● Aim of the exercise:
From the first line to the last, restate the data exactly, leaving out the images.

● Exercise inputs:
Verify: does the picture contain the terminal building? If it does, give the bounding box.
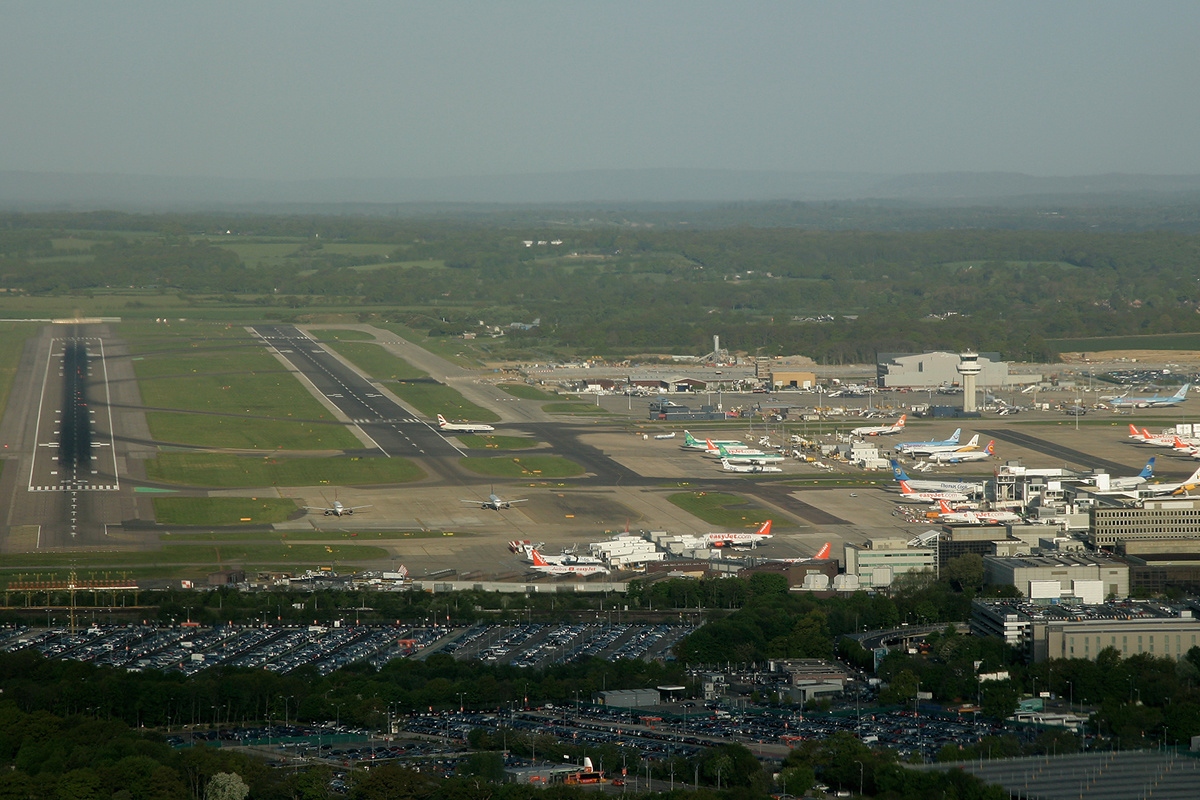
[982,554,1129,601]
[971,599,1200,663]
[844,538,936,588]
[877,351,1008,389]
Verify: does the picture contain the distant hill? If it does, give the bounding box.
[3,168,1200,211]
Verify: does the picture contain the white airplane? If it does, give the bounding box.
[654,432,677,440]
[529,549,608,576]
[517,544,603,566]
[769,542,833,564]
[713,444,785,464]
[304,500,371,517]
[889,460,984,494]
[437,414,495,433]
[704,438,767,458]
[1129,426,1185,447]
[461,492,529,510]
[926,440,996,464]
[936,500,1021,525]
[720,457,783,474]
[896,428,961,453]
[1138,464,1200,497]
[682,431,743,451]
[902,434,980,458]
[897,481,971,504]
[1084,458,1155,491]
[850,414,906,437]
[1109,383,1190,409]
[702,519,773,549]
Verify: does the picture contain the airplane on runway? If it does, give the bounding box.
[769,542,833,564]
[1109,383,1190,409]
[901,434,980,458]
[720,457,783,473]
[936,500,1021,525]
[925,440,996,464]
[529,549,608,575]
[462,492,529,510]
[437,414,495,433]
[654,432,677,440]
[889,460,985,495]
[849,414,906,437]
[713,444,785,464]
[702,519,773,548]
[895,428,961,453]
[897,481,971,504]
[682,431,744,450]
[304,500,371,517]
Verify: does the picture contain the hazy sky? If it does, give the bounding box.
[3,1,1198,180]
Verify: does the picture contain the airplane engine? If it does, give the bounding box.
[344,509,354,515]
[324,510,333,516]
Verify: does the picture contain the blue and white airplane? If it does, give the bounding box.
[889,459,984,495]
[895,427,961,453]
[1109,383,1190,409]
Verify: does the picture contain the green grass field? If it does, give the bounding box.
[127,324,361,449]
[375,322,482,367]
[1048,333,1200,352]
[153,497,299,526]
[0,324,37,417]
[165,529,463,542]
[144,453,425,487]
[667,491,793,530]
[324,341,430,380]
[460,455,585,478]
[498,383,558,401]
[390,381,500,422]
[0,542,390,572]
[455,434,540,450]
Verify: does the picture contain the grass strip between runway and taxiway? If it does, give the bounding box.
[459,455,585,478]
[144,453,425,487]
[541,402,611,414]
[153,497,298,526]
[125,322,361,450]
[0,542,391,572]
[667,491,793,530]
[162,529,465,542]
[322,339,429,380]
[497,383,558,401]
[454,434,540,450]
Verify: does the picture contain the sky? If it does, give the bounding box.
[2,0,1199,181]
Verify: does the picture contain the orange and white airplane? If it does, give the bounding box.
[529,548,608,576]
[925,440,996,464]
[770,542,833,564]
[937,499,1021,524]
[897,481,971,503]
[850,414,906,437]
[702,519,774,548]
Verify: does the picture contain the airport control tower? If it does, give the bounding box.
[957,351,981,413]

● Solution to the problem:
Verify: does the picture contain the terminal building? If it does, give the bounding box.
[982,554,1129,601]
[971,599,1200,663]
[844,538,936,588]
[877,351,1008,389]
Verify: does the picture contain the distant hill? If it does, give the bounding box.
[3,168,1200,211]
Verify: does the picture contain the white airplane? If it does, give the bounding box.
[654,432,677,440]
[529,549,608,576]
[517,544,603,566]
[769,542,833,564]
[713,444,785,464]
[304,500,371,517]
[889,460,984,494]
[437,414,495,433]
[704,438,767,458]
[1129,426,1185,447]
[461,492,529,510]
[926,440,996,464]
[936,500,1021,525]
[720,457,783,474]
[896,428,961,453]
[1138,464,1200,497]
[682,431,743,451]
[902,434,980,458]
[897,481,971,504]
[1084,458,1155,491]
[850,414,906,437]
[1109,383,1190,409]
[702,519,773,549]
Verify: does the picture contain the airplane on runway? If it does, give the bounding box.
[769,542,833,564]
[1109,383,1190,409]
[901,434,980,458]
[720,457,783,473]
[936,500,1021,525]
[925,440,996,464]
[529,549,608,575]
[462,492,529,510]
[437,414,495,433]
[654,432,677,440]
[889,460,985,495]
[849,414,906,437]
[713,444,785,464]
[702,519,773,548]
[895,428,961,453]
[897,481,971,504]
[682,431,744,450]
[304,500,371,517]
Verify: does the picture contain the hazy sky? If it does, give the bounding box.
[3,1,1198,180]
Verify: does the picture contain the airplane engine? If it does, give the bounding box.
[344,509,354,515]
[324,510,333,516]
Verify: does the picture contain the blue and white airplane? If it does, give the bounding box.
[889,459,984,495]
[895,427,961,453]
[1109,383,1190,409]
Verify: does the picture contain the green grass field? If it does, give the bounding box.
[127,324,361,449]
[375,322,482,367]
[1048,333,1200,352]
[153,497,299,526]
[0,324,37,417]
[165,529,463,542]
[144,453,425,487]
[667,491,793,530]
[324,341,430,380]
[460,455,585,478]
[498,383,558,401]
[390,381,500,422]
[0,542,390,572]
[455,434,540,450]
Verify: does the picture contain the grass strip between runway and taxiway? If it does, give the bounding box.
[459,455,585,478]
[144,453,425,487]
[541,402,611,414]
[153,497,298,526]
[125,322,361,450]
[0,542,391,572]
[667,491,793,530]
[162,529,465,542]
[322,339,429,380]
[497,383,558,401]
[454,434,540,450]
Verify: does the picture contain the sky? If it does, give the bounding box.
[2,0,1199,181]
Verify: does the picture contain the orange and white airplane? If it does, give the bounding box.
[529,548,608,576]
[925,440,996,464]
[770,542,833,564]
[937,499,1021,524]
[897,481,971,503]
[850,414,906,437]
[702,519,774,548]
Verify: does the picture contain the airport control tower? If it does, give the bounding box.
[957,351,981,413]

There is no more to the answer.